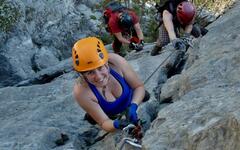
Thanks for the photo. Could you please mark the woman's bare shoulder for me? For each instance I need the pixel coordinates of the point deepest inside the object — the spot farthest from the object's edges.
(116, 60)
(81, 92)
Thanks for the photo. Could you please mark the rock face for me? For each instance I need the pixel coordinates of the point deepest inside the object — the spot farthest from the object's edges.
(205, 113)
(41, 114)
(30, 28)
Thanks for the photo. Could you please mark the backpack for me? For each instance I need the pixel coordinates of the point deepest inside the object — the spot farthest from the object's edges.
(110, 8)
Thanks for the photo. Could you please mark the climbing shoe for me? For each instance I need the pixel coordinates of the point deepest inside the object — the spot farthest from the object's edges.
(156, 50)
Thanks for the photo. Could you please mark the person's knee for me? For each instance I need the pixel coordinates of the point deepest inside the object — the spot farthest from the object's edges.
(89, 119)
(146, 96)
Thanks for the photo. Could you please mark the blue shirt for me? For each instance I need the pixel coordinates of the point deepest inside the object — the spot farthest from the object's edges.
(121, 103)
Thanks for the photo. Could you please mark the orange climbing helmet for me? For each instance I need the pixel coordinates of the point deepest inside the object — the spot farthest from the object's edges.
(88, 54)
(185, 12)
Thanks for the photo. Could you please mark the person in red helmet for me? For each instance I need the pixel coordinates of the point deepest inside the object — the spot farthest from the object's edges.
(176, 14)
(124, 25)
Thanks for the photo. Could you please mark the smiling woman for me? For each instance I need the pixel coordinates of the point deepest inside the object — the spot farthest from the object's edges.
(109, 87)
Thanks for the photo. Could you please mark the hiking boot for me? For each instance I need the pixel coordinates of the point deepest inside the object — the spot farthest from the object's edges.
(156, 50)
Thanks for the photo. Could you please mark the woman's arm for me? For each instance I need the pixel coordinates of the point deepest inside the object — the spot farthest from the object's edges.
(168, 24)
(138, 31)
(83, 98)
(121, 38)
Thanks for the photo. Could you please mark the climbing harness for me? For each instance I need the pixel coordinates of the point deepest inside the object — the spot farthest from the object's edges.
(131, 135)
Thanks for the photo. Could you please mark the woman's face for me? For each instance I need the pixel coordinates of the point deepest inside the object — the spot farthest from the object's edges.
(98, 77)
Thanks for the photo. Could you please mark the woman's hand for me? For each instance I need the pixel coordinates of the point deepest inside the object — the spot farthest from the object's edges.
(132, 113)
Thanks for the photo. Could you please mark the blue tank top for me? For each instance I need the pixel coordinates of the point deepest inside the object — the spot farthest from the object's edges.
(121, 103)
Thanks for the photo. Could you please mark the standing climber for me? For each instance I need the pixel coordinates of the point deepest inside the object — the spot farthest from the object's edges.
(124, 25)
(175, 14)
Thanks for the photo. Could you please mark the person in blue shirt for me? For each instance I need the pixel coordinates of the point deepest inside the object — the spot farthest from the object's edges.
...
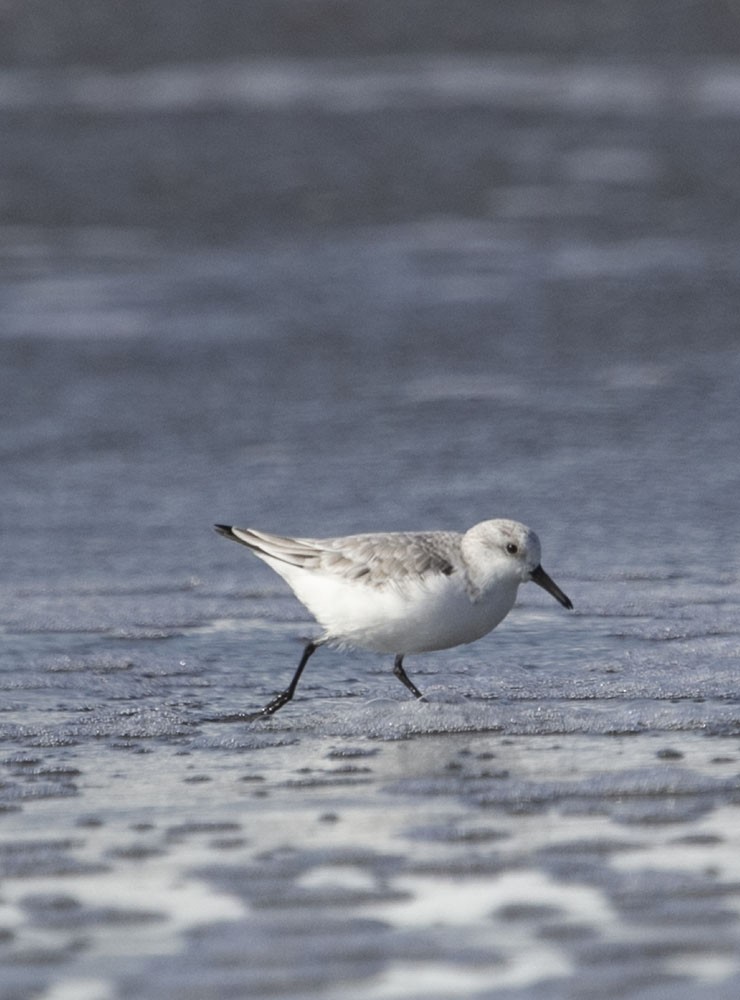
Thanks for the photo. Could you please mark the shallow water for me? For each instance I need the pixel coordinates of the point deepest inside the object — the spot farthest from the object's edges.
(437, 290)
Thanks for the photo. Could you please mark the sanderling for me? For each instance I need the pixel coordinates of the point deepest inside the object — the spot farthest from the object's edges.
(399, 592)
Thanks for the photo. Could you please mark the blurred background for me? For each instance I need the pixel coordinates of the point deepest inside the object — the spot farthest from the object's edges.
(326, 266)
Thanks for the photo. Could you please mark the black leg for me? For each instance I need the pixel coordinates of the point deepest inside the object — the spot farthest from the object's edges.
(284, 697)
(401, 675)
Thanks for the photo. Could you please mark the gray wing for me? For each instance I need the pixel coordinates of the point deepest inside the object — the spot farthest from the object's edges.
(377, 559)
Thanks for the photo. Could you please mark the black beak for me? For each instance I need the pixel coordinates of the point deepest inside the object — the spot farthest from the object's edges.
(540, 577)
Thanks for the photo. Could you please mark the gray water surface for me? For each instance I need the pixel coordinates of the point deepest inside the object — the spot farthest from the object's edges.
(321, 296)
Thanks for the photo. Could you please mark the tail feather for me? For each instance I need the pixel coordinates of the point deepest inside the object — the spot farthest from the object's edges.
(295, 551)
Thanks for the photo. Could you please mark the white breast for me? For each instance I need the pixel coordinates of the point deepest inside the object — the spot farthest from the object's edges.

● **TASK REQUIREMENTS**
Reproduce, exactly as they stand in the data above, the lines from the one that holds "Thanks for the photo. Could you please mark the tail" to the one that holds "Thanks for the photo. Could you please mark the white", inclusive.

● **SOLUTION TO THE EXERCISE**
Thanks for the photo. Could you please mark the tail feather for me? For each instance I need the pixel coordinates of the point deepest inside the object — the spot farthest from the object's edges.
(295, 551)
Thanks for the photo. Could you please mark the white breast for me? For each instance I need the pixel coordinates of the point deepest inside the object — the spot farthest from the object's edges.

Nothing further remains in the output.